[Extracted records]
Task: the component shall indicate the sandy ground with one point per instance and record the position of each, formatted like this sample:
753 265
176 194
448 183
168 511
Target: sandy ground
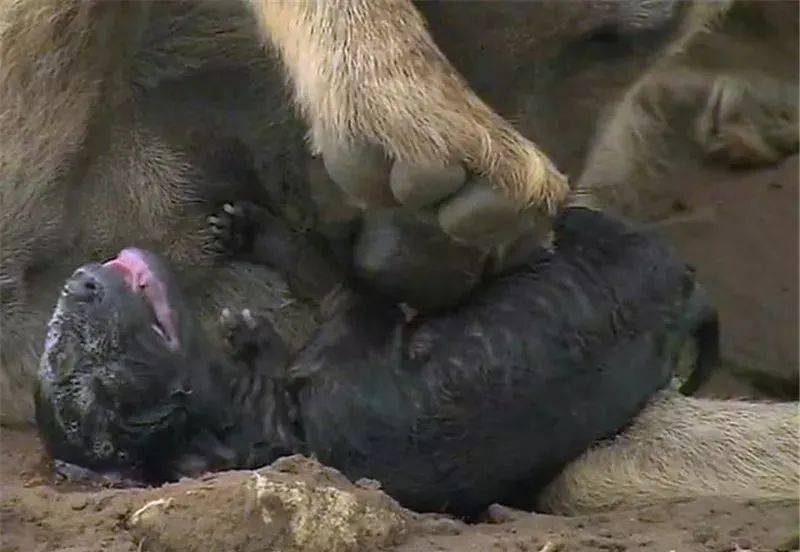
739 229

◆ **ACTIVITY**: Would you return all the data exactly as given, minus the pictures?

◆ **EXPECTED ANSWER**:
Task: the component shall indicate the sandy ground with one point per instance and record the position of each, formatted like this sample:
753 265
176 194
448 183
168 511
Target: sandy ground
739 229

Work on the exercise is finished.